## Records for this exercise:
* BEGIN *
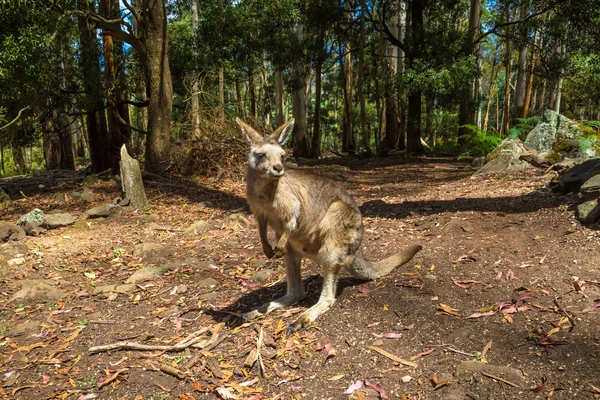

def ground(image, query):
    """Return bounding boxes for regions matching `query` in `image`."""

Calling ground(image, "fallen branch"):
[88,327,209,354]
[481,372,520,388]
[369,346,417,368]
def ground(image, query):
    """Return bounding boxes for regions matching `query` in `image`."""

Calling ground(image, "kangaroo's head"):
[236,118,294,179]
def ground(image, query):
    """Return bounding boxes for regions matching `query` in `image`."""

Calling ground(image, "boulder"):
[0,221,25,242]
[558,157,600,193]
[17,208,46,226]
[85,204,115,218]
[577,200,600,224]
[0,188,10,203]
[46,213,75,229]
[525,110,597,158]
[579,173,600,201]
[477,138,531,174]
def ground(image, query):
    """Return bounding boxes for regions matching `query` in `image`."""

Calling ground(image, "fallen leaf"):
[365,378,389,399]
[344,381,363,394]
[410,347,435,361]
[373,332,402,339]
[437,303,460,317]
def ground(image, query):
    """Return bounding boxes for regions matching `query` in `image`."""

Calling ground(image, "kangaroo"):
[236,118,421,334]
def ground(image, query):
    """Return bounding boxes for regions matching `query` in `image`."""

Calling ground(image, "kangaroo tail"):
[349,245,422,280]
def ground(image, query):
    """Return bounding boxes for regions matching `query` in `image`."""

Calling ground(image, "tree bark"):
[292,23,310,157]
[190,0,200,139]
[356,0,373,156]
[275,67,285,127]
[406,0,425,154]
[76,0,109,173]
[340,0,356,154]
[458,0,481,144]
[521,28,539,118]
[502,5,512,135]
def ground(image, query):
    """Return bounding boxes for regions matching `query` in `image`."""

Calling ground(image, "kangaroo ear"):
[235,118,264,144]
[269,118,294,146]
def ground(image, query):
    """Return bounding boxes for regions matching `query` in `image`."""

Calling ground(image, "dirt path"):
[0,159,600,400]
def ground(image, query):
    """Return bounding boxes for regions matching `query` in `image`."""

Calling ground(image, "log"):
[119,145,148,211]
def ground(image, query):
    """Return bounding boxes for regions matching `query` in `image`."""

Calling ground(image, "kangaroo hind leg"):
[242,246,306,321]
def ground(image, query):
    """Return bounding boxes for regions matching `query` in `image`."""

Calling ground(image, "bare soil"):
[0,157,600,400]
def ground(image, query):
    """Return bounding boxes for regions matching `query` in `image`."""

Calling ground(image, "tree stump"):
[119,145,148,211]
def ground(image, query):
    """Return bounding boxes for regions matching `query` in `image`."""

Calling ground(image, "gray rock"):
[525,110,596,157]
[0,188,10,203]
[0,221,25,242]
[183,220,213,235]
[133,243,165,258]
[46,213,75,229]
[8,320,41,337]
[249,268,276,283]
[85,204,115,218]
[125,267,162,283]
[196,278,219,289]
[558,157,600,193]
[477,138,531,174]
[0,242,29,257]
[454,360,525,386]
[577,200,600,224]
[579,174,600,201]
[9,280,65,302]
[92,282,137,295]
[17,208,46,226]
[81,186,96,202]
[52,193,67,204]
[81,175,100,186]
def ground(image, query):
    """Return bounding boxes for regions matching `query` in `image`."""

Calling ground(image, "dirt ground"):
[0,157,600,400]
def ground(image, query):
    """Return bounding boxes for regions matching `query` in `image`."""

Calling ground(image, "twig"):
[88,327,209,354]
[554,297,576,332]
[445,347,477,357]
[368,346,417,368]
[481,372,520,388]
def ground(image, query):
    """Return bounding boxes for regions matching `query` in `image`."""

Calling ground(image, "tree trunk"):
* END *
## Short problem:
Print each line of the material that contains the string "tree".

## Written answer:
Calling ground(image, "tree bark"):
Calling ground(image, "tree stump"):
Calling ground(image, "tree trunk"):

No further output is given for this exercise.